• _DATA FOR PROCESSING_:
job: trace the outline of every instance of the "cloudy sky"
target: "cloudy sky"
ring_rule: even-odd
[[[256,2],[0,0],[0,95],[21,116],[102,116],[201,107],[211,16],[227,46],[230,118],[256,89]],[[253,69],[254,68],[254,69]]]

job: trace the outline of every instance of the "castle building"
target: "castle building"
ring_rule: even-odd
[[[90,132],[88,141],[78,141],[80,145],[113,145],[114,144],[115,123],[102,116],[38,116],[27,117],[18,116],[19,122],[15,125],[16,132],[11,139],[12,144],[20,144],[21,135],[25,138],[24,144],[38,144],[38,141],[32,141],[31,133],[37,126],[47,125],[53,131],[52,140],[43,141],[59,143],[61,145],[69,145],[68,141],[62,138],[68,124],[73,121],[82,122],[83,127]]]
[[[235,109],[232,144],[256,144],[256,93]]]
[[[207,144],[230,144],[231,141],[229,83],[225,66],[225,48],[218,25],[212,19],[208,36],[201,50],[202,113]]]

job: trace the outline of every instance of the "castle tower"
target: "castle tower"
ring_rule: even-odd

• _EXERCISE_:
Find each line in the listing above that contains the word "instance", and copy every such line in full.

• _ANSWER TO THE TASK_:
job: trace the outline of every instance of the "cloudy sky"
job: trace the outline of every instance of the "castle building"
job: trace the outline of every instance of the "castle tower"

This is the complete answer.